→ Material to process:
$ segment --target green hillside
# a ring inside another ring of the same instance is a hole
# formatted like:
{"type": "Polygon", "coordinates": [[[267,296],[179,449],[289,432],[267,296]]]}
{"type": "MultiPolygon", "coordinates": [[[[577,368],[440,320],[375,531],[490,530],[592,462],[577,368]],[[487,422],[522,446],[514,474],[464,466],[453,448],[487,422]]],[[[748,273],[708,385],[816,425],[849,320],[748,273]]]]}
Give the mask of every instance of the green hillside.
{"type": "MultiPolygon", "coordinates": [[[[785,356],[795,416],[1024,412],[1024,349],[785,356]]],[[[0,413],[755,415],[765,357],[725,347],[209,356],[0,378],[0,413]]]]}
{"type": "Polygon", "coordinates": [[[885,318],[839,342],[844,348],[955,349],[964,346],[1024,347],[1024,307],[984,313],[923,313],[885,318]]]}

--

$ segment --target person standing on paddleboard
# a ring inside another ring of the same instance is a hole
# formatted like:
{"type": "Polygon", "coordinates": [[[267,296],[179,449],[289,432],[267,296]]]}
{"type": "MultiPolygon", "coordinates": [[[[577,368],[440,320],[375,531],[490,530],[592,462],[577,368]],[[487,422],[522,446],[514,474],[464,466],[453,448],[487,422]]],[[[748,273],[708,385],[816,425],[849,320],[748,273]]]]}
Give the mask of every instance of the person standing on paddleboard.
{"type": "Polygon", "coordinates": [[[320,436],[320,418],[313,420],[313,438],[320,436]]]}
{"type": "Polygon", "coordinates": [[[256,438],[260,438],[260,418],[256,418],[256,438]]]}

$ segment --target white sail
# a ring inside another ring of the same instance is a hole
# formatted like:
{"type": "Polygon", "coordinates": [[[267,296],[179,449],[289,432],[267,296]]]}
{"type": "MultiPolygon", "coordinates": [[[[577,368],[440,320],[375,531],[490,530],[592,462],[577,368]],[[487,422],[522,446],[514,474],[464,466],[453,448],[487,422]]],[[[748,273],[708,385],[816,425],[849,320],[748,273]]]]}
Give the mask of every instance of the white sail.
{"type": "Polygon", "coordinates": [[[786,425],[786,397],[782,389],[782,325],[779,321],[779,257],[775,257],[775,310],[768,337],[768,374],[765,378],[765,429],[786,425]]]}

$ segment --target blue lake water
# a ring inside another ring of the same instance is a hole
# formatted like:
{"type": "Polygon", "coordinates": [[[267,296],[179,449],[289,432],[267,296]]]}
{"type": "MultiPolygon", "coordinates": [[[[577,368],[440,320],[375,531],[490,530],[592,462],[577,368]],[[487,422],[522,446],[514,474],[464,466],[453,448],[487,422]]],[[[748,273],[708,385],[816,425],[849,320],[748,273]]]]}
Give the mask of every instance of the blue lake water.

→ Task to carry out: All that belongs in the answer is the run of lines above from the line containing "Give the mask of every instance of the white" through the line containing "Give the mask of every instance of the blue", exactly as written.

→ Problem solution:
Give the mask of every instance of the white sail.
{"type": "Polygon", "coordinates": [[[786,425],[786,397],[782,389],[782,325],[779,321],[779,257],[775,257],[775,310],[768,337],[768,374],[765,378],[765,429],[786,425]]]}

$ segment --target blue lake water
# a ring inside another ring of the same instance is a hole
# formatted like:
{"type": "Polygon", "coordinates": [[[267,296],[179,449],[289,432],[267,296]]]}
{"type": "MultiPolygon", "coordinates": [[[[577,368],[440,320],[375,531],[490,530],[592,462],[577,368]],[[487,422],[522,446],[514,474],[464,466],[453,448],[487,422]]],[[[748,273],[708,385],[816,425],[849,320],[748,273]]]]}
Give the mask of every instance of the blue lake water.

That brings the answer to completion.